### Problem to solve
Without including any images, repeat the data exactly.

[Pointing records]
((

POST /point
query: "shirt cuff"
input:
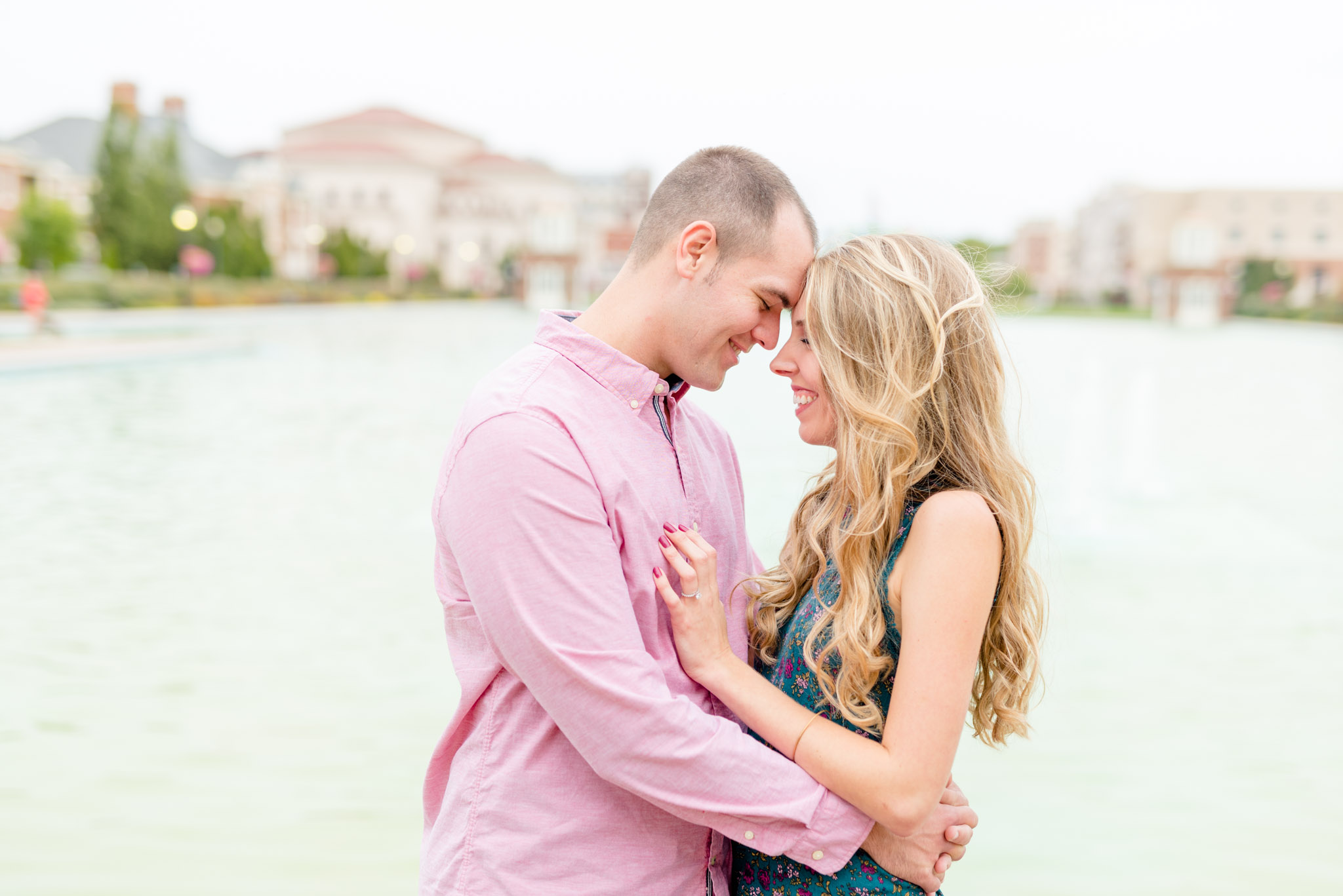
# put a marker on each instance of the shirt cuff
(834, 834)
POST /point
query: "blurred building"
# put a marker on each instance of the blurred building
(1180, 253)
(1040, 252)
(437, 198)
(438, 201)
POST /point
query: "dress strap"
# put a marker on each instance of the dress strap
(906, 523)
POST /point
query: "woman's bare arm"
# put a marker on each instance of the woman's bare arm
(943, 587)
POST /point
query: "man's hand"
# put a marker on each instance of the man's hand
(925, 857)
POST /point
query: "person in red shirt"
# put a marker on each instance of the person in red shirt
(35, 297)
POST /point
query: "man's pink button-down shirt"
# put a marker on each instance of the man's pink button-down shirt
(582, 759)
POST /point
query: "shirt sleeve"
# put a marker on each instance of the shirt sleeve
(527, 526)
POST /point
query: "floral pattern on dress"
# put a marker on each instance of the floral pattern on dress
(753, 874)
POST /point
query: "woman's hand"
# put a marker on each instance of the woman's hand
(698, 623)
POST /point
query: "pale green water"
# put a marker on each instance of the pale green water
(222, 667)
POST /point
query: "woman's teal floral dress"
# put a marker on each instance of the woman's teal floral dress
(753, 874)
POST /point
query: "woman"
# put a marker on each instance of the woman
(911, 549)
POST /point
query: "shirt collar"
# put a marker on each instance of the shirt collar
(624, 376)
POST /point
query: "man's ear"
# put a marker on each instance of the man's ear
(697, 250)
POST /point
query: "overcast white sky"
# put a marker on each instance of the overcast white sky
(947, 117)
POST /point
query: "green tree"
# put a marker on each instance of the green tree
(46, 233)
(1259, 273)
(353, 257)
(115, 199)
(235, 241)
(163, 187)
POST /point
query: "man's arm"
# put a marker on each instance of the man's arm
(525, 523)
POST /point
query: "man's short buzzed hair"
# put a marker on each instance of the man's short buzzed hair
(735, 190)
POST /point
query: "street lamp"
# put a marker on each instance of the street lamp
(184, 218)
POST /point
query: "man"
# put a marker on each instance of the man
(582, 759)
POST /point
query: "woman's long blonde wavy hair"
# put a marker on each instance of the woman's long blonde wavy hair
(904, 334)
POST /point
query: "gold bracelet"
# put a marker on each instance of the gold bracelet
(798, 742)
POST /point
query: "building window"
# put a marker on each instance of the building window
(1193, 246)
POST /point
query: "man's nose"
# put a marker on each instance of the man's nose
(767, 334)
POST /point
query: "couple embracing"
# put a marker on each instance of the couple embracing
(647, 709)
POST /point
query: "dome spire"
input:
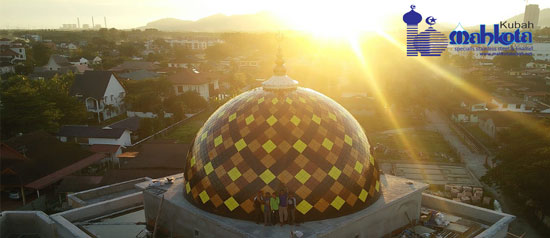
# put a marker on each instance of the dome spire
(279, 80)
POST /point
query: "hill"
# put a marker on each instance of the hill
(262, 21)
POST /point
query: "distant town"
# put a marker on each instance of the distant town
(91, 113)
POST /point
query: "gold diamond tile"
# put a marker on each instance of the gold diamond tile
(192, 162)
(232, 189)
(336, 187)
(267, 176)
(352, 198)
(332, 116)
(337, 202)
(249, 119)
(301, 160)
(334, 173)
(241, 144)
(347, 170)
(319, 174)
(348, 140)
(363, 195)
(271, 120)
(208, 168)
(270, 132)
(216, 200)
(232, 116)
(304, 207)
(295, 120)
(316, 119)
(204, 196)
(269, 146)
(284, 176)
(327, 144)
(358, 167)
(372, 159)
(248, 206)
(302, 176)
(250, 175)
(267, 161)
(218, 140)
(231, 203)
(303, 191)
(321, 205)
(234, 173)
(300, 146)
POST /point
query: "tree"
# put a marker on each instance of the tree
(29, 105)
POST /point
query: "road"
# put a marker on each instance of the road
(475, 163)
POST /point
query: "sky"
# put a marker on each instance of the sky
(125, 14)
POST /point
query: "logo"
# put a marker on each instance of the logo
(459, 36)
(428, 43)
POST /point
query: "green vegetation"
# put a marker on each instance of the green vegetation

))

### Written response
POST /point
query: "shirt cuff"
input:
# put a marker on each instance of the shirt cuff
(834, 834)
POST /point
query: "blurred building"
# put a marker on each instance of the blurred building
(1180, 253)
(1040, 252)
(437, 198)
(438, 201)
POST /point
query: "dress strap"
# put a marker on each instance of the dress strap
(906, 523)
POST /point
query: "woman's bare arm"
# put a marker on each instance of the woman's bare arm
(943, 587)
POST /point
query: "man's hand"
# put a marker on each instance of the man's hand
(925, 857)
POST /point
query: "person in red shirt"
# put a marker on each instance of the person in red shirt
(35, 297)
POST /point
query: "man's pink button-down shirt"
# put a marker on each instance of the man's pink button-down shirt
(582, 759)
POST /point
query: "shirt sleeve"
# put a marker on each instance of the shirt sleeve
(527, 526)
POST /point
query: "floral pattern on dress"
# put a marker on each instance of the floral pattern on dress
(753, 874)
POST /point
query: "woman's hand"
# put a marker on each instance of the woman's hand
(698, 623)
POST /point
query: "pale green water"
# put a marker on each instance of the pale green water
(222, 667)
POST /point
query: "woman's teal floral dress"
# put a marker on each instance of the woman's teal floral dress
(753, 874)
POST /point
query: "woman"
# put a marker on each instance of the woman
(911, 549)
POST /point
query: "shirt collar"
# put a marker on each instance of the shirt collar
(624, 376)
POST /point
query: "man's ear"
# put a marker on each instance of the man's ear
(697, 250)
POST /point
query: "overcast white sky"
# put a marker on each instance of the overcast white sky
(947, 117)
POST /point
query: "green tree"
# put a marker on each instance of the green tree
(46, 233)
(1259, 273)
(353, 257)
(115, 199)
(235, 241)
(163, 187)
POST /point
query: "man's arm"
# put a marker on each instance of the man's arm
(525, 523)
POST /point
query: "man's short buzzed hair"
# put a marker on each instance of the man's short buzzed hair
(735, 190)
POST /point
query: "street lamp"
# put a marker on each instance of the street lamp
(184, 218)
POST /point
query: "man"
# put a marker on each instance of the man
(582, 759)
POST /point
query: "woman's long blonde wavy hair"
# put a marker on each instance of the woman's long blonde wavy hair
(904, 334)
POST /point
query: "gold bracelet"
# put a marker on each instance of the gold bracelet
(798, 742)
POST /point
query: "building window"
# put a marker on each instance of the building window
(1193, 246)
POST /point
query: "man's nose"
# put a marker on each instance of the man's nose
(767, 334)
POST /point
query: "couple embracing"
# put a marker on each instance of the couple embracing
(647, 709)
POST /point
query: "dome spire"
input:
# put a marker on each instance of the dome spire
(279, 80)
POST /point
query: "hill"
# put a marker on each instance of the hill
(262, 21)
POST /point
query: "distant town"
# put a marker on each instance of the distant town
(91, 113)
POST /point
query: "gold diamond tile"
# put a marker on each instance of the gold diamond tile
(192, 162)
(232, 189)
(336, 187)
(267, 176)
(352, 198)
(332, 116)
(337, 202)
(249, 119)
(301, 160)
(334, 173)
(241, 144)
(347, 170)
(319, 174)
(348, 140)
(363, 195)
(271, 120)
(208, 168)
(270, 132)
(216, 200)
(232, 116)
(304, 207)
(295, 120)
(316, 119)
(204, 196)
(269, 146)
(284, 176)
(327, 144)
(358, 167)
(372, 159)
(248, 206)
(302, 176)
(250, 175)
(267, 161)
(218, 140)
(231, 203)
(303, 191)
(321, 205)
(234, 173)
(300, 146)
POST /point
query: "tree"
# put a marker on each instance of the tree
(29, 105)
POST /point
query: "road"
# put a marker on each instance of the road
(475, 163)
POST /point
query: "sky"
# put a marker on each instance of the sky
(125, 14)
POST /point
query: "logo"
# put a marker on each instance of the logo
(459, 36)
(428, 43)
POST /point
query: "green vegetation"
# put a marker on each instance of the green vegetation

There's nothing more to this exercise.